DIRECTIVE: In the rows below, repeat without any change the lines starting with the line that contains "Please place a point on the black" and going on through the line that contains "Please place a point on the tree branch".

DATA FOR THIS TASK:

** begin **

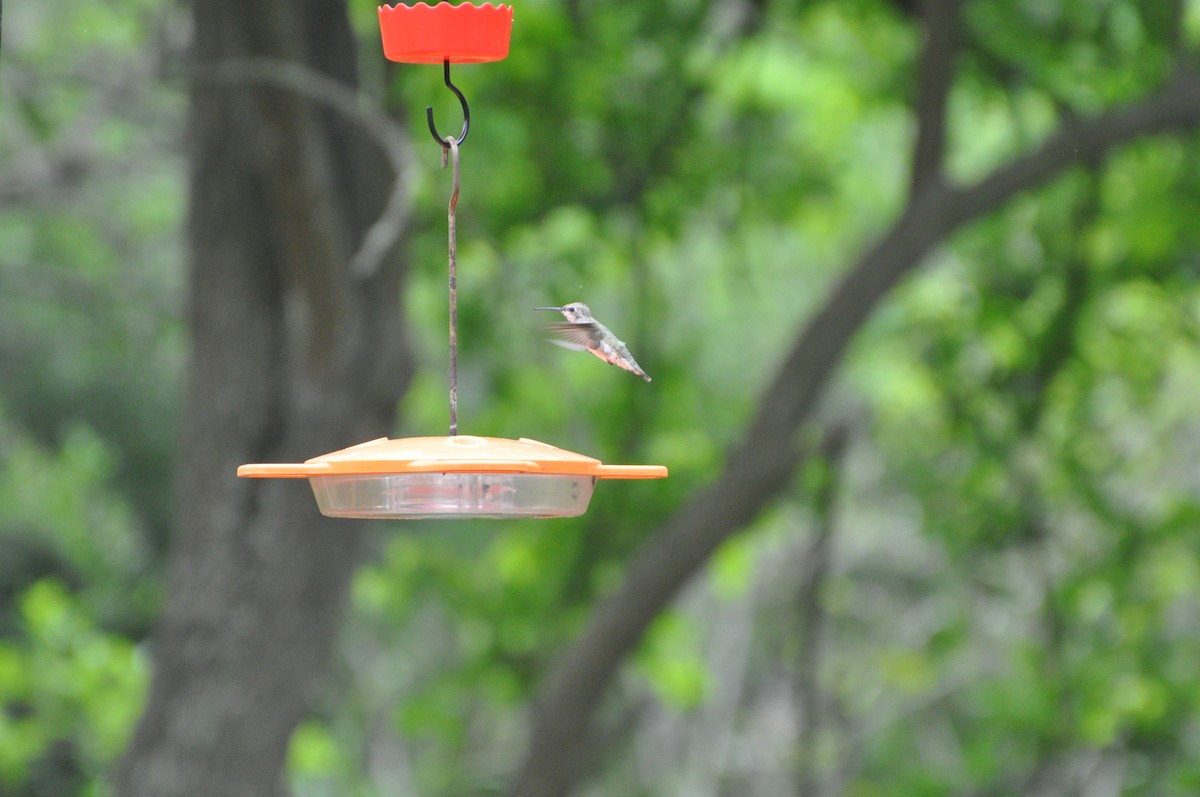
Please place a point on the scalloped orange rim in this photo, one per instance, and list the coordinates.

** end **
** begin **

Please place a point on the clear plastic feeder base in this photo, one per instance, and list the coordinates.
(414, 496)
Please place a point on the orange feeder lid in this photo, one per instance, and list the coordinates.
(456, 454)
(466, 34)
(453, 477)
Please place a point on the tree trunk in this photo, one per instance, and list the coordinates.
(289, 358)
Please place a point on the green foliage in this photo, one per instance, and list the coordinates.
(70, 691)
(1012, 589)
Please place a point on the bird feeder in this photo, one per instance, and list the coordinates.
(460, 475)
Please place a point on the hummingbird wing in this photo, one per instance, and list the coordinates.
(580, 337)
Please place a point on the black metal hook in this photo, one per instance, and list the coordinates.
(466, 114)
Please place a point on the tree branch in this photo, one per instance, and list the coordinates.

** end **

TASK SOLUTION:
Please place a point on the black metal hook in this photo, one per instance, and list the coordinates.
(466, 114)
Please place a point on the tree branch in this photo, one per instance, and list the coordinates.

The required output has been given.